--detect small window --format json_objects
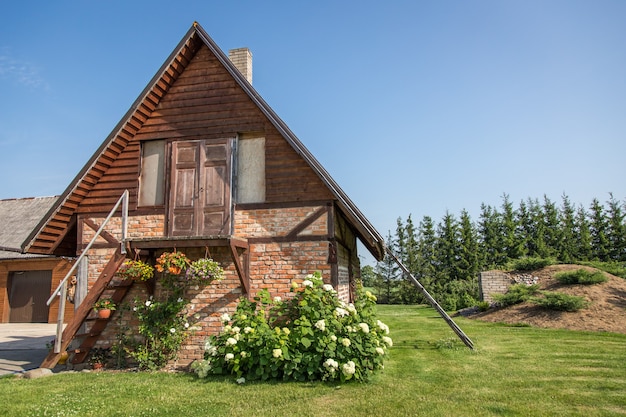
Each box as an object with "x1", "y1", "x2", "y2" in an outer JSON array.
[
  {"x1": 139, "y1": 140, "x2": 165, "y2": 206},
  {"x1": 237, "y1": 135, "x2": 265, "y2": 203}
]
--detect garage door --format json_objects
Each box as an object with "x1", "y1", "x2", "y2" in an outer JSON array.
[{"x1": 9, "y1": 271, "x2": 52, "y2": 323}]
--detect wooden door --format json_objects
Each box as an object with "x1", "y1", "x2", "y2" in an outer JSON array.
[
  {"x1": 168, "y1": 140, "x2": 232, "y2": 236},
  {"x1": 9, "y1": 271, "x2": 52, "y2": 323}
]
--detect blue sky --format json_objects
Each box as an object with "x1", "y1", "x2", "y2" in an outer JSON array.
[{"x1": 0, "y1": 0, "x2": 626, "y2": 254}]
___
◆ **Exercise prompt**: Copy out all of the material above, including the request lines, and increase every bounding-box coordinate in the answers by 45. Omit the pictures from your copy.

◆ **The response**:
--detect small window --format json_objects
Each box as an object with "x1", "y1", "x2", "y2" in an outer JSON array.
[
  {"x1": 184, "y1": 185, "x2": 210, "y2": 251},
  {"x1": 282, "y1": 180, "x2": 310, "y2": 248}
]
--detect garage door --format json_objects
Each box as an object with "x1", "y1", "x2", "y2" in an outer JSON array.
[{"x1": 54, "y1": 316, "x2": 97, "y2": 368}]
--detect wooden door --format json_objects
Each box as an object with "x1", "y1", "x2", "y2" in an outer JSON array.
[
  {"x1": 213, "y1": 185, "x2": 277, "y2": 281},
  {"x1": 54, "y1": 316, "x2": 97, "y2": 368}
]
--detect blue sky --format json_objects
Each box as an object with "x1", "y1", "x2", "y2" in an outer JSON array.
[{"x1": 45, "y1": 45, "x2": 671, "y2": 299}]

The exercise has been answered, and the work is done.